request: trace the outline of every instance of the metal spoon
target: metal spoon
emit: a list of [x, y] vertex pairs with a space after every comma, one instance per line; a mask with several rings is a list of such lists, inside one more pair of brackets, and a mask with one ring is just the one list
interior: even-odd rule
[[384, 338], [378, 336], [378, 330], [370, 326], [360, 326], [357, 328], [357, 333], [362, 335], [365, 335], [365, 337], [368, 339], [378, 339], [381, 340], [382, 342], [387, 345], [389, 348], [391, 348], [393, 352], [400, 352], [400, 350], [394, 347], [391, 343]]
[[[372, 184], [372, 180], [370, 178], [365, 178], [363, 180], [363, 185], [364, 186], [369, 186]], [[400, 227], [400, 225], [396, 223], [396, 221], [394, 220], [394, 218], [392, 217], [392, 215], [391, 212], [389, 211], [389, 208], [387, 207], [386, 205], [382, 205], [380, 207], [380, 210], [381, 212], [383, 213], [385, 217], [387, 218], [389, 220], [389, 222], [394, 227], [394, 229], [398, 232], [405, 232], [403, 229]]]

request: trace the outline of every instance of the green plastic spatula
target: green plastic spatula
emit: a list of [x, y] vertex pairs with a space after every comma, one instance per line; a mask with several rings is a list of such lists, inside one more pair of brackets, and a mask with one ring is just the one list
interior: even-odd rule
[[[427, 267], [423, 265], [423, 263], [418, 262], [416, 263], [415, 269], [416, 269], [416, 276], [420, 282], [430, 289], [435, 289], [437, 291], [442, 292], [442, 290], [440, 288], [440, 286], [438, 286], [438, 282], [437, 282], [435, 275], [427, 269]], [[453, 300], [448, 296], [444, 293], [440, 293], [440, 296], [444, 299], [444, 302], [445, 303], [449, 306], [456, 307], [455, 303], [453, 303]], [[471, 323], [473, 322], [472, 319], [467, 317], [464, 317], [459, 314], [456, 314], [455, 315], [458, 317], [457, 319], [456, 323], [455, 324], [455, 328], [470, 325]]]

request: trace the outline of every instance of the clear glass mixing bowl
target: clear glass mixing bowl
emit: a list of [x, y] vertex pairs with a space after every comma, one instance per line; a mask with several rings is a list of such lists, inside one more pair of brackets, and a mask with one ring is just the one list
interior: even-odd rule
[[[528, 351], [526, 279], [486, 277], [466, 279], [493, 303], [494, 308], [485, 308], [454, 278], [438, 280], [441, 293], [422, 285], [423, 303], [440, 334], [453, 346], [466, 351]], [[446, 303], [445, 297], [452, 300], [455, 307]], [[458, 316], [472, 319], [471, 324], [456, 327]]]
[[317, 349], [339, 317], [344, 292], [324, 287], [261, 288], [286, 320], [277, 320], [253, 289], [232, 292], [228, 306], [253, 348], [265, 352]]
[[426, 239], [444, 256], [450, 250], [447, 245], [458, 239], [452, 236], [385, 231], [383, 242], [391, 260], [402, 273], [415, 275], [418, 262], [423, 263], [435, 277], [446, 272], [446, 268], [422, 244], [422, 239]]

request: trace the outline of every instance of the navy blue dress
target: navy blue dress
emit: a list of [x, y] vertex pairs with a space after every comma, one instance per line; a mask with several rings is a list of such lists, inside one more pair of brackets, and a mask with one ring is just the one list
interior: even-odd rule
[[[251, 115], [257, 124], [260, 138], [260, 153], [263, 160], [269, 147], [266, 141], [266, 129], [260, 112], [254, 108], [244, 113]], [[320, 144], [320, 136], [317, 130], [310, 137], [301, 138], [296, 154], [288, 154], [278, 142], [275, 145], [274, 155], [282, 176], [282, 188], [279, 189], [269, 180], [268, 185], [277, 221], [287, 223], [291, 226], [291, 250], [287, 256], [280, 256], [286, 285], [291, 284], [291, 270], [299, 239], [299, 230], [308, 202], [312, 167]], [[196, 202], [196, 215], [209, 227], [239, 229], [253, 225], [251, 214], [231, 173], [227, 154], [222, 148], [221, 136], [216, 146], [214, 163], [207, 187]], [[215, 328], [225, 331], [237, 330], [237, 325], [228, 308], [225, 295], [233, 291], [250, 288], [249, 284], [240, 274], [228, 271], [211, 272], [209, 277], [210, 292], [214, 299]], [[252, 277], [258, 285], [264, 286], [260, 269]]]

■ Directions: Find every line in the rows above that contains the word "mixing", and copy each of those lines out.

■ Reply to the task:
request: trace the outline of every instance of the clear glass mixing bowl
target: clear glass mixing bowl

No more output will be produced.